::: VORLIEGENDER TEXTAUSZUG

Ja, das war irgendwann mal Arch-basiert, aber was da läuft, ist ein Immutable-Linux, das aktuell sein kann, wenn Valve das will. Und das ist gut so, denn sonst würden sehr viele Nutzer anmerken, dass ihr Deck nicht stabil ist.

Wie man das aushebelt, könnt ihr hier nachlesen. Im Linux Guides Forum habe ich einen Dreiteiler veröffentlicht und die wichtigsten Kommandos (hoffentlich gut) erklärt.

Ja, und jetzt?

Die meisten werden zu Recht sagen: "Aber ich habe einen aktuellen PC, Steam Deck brauche ich nicht."

Und um ehrlich zu sein: Das Steam Deck ist kein "Powerhouse" im herkömmlichen Sinne. Wenn man Wolfenstein 2 gut zocken will, schraubt man am besten die Auflösung runter und schraubt FSR hoch auf "3". Den Detailgrad setzt man auf "Hoch" oder "Mittel". Dann sind die 60 FPS drin, ohne dass der Lüfter sich wie ein Haartrockner anhört. Diese Methode habe ich mir für alle grafisch aufwendigen Spiele angewöhnt und fahre recht gut damit.

Mein Steam Deck ist/war die Version mit 64 GB Speicher. Erste Amtshandlung meinerseits war, eine microSD mit 256 GB zu kaufen. Das lief so lange gut, bis ich gemerkt habe, dass man nur Flatpaks installieren kann und auch sollte. Die fressen Speicher. Aktuell sind fünf verschiedene Mesa-Bibliotheken installiert.

  • Kleiner Einschub: Ich habe zwar das Arch-Repo initialisiert, aber nur um das "locale" auf Deutsch setzen zu können und "optional" nachzuinstallieren. Mehr würde ich da niemals machen! Ja, ok. Ich habe auch noch das Root-PW geändert, damit ich Decky Loader installieren konnte, aber das war's dann auch wirklich.

Achso, Flatpak. Ja, die Platte wird schnell voll, wenn man Lutris, Heroic, ProtonUp-Qt usw. installiert. Das resultierte darin, dass ich mir eine kompatible M.2 mit 512 GB gekauft und eingebaut habe und ganz ehrlich, ich spare schon für eine 1TB-Platte, denn Spiele werden immer größer. Elder Scrolls Online belegt den Großteil der microSD. Spiele mit AAA-Status gehen schon mal an die 60-80-GB-Marke und darüber hinaus.

Steam Spiele

Mein Spiele-Geschmack ist breit gefächert! Shooter, Platformer, Racing, Rogue-Likes. Ja, und auch Rollenspiele wie ESO. Das spiele ich auf dem Steam Deck im barrierefreien Modus mit Gamepad-Einstellungen. Und es ist wirklich gut.

Platformer sind absolut kein Problem. Man könnte jetzt aber denken, Shooter gehen gar nicht. Die kann man doch nicht am Controller spielen. Das Deck hat aber Trackpads und Gyroskope, und das macht einen riesigen Unterschied. Wenn das "Gyro" richtig eingestellt ist, kann man sehr präzise spielen. Da ich mit den guten alten Arena-Shootern der 2000er groß geworden bin, bin ich, was Präzision angeht, sehr pingelig. Mit dem Deck bin ich in Farlight '84 regelmäßig im Siegerteam gewesen. Ist das ein gutes Beispiel?

::::::

◆ **GESTELLTE AUFGABE 1**
Ersetze in den folgenden Einträgen überall „Pin“ durch „Mark“ und gib die Einträge ansonsten unverändert wieder.

::: BEREITGESTELLTE ANGABEN

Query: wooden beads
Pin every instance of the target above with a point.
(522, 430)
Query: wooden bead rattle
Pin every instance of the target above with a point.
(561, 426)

::::::

◆ **GESTELLTE AUFGABE 2**
Schreibe den Text über das Steam Deck im Anschluss an seinen letzten Satz weiter.

◆ **ERGEBNIS DER AUFGABE 1**
Query: wooden beads
Mark every instance of the target above with a point.
(522, 430)
Query: wooden bead rattle
Mark every instance of the target above with a point.
(561, 426)

◆ **ERGEBNIS DER AUFGABE 2**
Als vor Kurzem Command & Conquer Alarmstufe Rot 2 zu Steam hinzugefügt wurde, wollte ich es wissen und habe es auf dem Deck installiert und durchgespielt. Wenn man die "Maus" auf das Trackpad legt und die Maus-Buttons auf die "Trigger" legt, kann man sogar klassische Echtzeit-Strategie gangbar machen. Wie cool wäre es gewesen, wenn ich Anfang der 2000er C&C oder Age Of Empires im Auto auf dem Rücksitz hätte spielen können.

Steam-Fremde Spiel

Die im letzten Abschnitt beschriebenen Konfigurationen sind übrigens auch für Steam-fremde Spiele nutzbar. Wie schon erwähnt, kann man von Werk aus nur Flatpaks installieren. Das funktioniert recht gut. Ich nutze Lutris, um Steam-fremde Spiele zu zocken. Das lässt sich ganz einfach über Discover installieren. Zurzeit habe ich einen echt nervigen Bug, der verhindert, dass meine GOG-Bibliothek angezeigt wird. Daher muss ich meine Spiele manuell über den Browser herunterladen. Nachgeforscht habe ich aber bislang nicht. Ich bin immer sehr daran interessiert, die aktuellste Version von Wine-GE und Proton-GE zu nutzen. Damit fahre ich wirklich gut, und die GOGs laufen fantastisch. Das einzige Spiel, das wirklich gar nicht geht, ist "Herkules", das kann ich gerade noch verkraften. Crysis wäre da weitaus schlimmer. :-D

Fazit

Ist das Steam Deck für jeden etwas? Natürlich nicht. Wer mehr Speicher benötigt, sollte Geld im Beutel haben oder/und wissen, wie man an Hardware herumschraubt. Wer den Desktop nutzen möchte oder mehr als nur über Steam spielen will, sollte "Linux-Kenntnisse" haben oder besser gesagt "fortgeschrittene Linux-Kenntnisse". Man muss immer jonglieren zwischen Grafikqualität und Akkuleistung.

Ich für meinen Teil bin glücklich. Fast alle Spiele, die ich besitze, kann ich gemütlich auf dem Sofa zocken (oder, wie neulich auf dem Weg in den Urlaub, Tomb Raider (2016) im Zug). Ich würde mir noch wünschen, dass Steam-Spiele mit Presets für die Hardware-Konfiguration kommen, damit FPS, Lüfter und Leistung direkt nach der Installation auf das jeweilige Spiel angepasst sind.

Vor 20 Jahren konnte ich nur ein Spiel auf Linux spielen, heute fast alles in meiner Sammlung (~400 Stück). Um mal lose Ghostbusters II zu zitieren: "Linux meißelt gut durch."

Ich würde sagen, wir sprechen uns in 20 Jahren wieder und schauen, ob ich immer noch Realist bin oder das Steam Deck nostalgisch verkläre.

Quellen:
https://de.wikipedia.org/wiki/Steam_Deck
https://forum.linuxguides.de/index.php?thread/2991-steam-deck-einsteiger-guide/
https://www.youtube.com/watch?v=PZQUAyDIcJg

Tags

Review, Steam Deck, Proton, Wine

Apu
Geschrieben von Apu am 29. April 2024 um 10:14

Schöner kurzweiliger Artikel - Danke!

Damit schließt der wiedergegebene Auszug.